▶ [What you will do]
Repeat every line of the material, character for character.

Raw records:
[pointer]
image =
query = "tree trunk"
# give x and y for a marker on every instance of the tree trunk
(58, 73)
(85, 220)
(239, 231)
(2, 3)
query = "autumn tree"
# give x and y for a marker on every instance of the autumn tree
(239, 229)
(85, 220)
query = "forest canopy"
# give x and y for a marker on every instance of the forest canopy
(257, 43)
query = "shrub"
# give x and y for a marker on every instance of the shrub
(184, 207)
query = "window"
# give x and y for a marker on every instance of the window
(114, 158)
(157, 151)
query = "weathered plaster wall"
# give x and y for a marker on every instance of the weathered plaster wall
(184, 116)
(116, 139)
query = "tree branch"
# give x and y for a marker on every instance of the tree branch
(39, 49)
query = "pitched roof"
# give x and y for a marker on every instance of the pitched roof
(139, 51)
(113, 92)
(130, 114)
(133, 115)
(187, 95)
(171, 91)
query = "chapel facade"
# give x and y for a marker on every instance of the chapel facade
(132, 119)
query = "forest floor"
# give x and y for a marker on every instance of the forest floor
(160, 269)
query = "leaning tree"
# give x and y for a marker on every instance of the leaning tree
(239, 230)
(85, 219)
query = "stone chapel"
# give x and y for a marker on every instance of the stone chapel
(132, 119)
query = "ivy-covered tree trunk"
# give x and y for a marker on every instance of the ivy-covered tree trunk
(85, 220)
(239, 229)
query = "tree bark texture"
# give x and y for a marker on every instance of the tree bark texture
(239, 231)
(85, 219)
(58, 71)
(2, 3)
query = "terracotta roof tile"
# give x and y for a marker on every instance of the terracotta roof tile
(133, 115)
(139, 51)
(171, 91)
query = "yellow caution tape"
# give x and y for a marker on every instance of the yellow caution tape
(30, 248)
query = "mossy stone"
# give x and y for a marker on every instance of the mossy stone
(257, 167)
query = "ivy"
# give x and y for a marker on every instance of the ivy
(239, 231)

▶ [The reply]
[pointer]
image =
query = "tree trunk"
# give x and y for a marker on every instance of the tree trunk
(58, 73)
(85, 220)
(239, 231)
(2, 3)
query = "autumn tree"
# give x and y for a marker on every instance of the autumn tree
(239, 229)
(85, 220)
query = "forest canopy"
# give x and y for a marker on every instance of the forest canopy
(257, 43)
query = "shrub"
# give x and y for a marker on every instance of the shrub
(184, 207)
query = "window"
# give x and y for a marker on every instance of the window
(114, 158)
(157, 151)
query = "weathered plaster wall"
# give x and y for a marker on every instance of the weathered plaster wall
(184, 116)
(116, 139)
query = "tree branch"
# give x and y for a marker on every instance of the tree branch
(39, 49)
query = "pitched roof"
# give x and y for a marker on every instance of the pitched roof
(139, 51)
(113, 92)
(130, 114)
(133, 115)
(187, 95)
(171, 91)
query = "chapel facade"
# give x and y for a marker on every instance of the chapel facade
(132, 119)
query = "forest floor"
# give x and y for a marker on every instance of the forest floor
(160, 269)
query = "leaning tree"
# give x and y for a marker on every instance of the leaning tree
(239, 230)
(85, 219)
query = "stone chapel"
# give x and y for a marker on every instance of the stone chapel
(132, 119)
query = "ivy-covered tree trunk"
# give x and y for a marker on every instance of the ivy-covered tree trunk
(85, 220)
(239, 229)
query = "tree bark texture"
# give x and y for a marker on every instance of the tree bark texture
(239, 231)
(85, 219)
(58, 71)
(2, 3)
query = "terracotta roof tile"
# give x and y for a marker on every instance of the terracotta roof tile
(133, 115)
(139, 51)
(171, 91)
query = "yellow caution tape"
# give x and y for a marker on every instance of the yellow caution tape
(30, 248)
query = "mossy stone"
# give x and y for a marker on every instance of the mossy stone
(257, 167)
query = "ivy"
# give x and y for a marker on every instance of the ivy
(239, 231)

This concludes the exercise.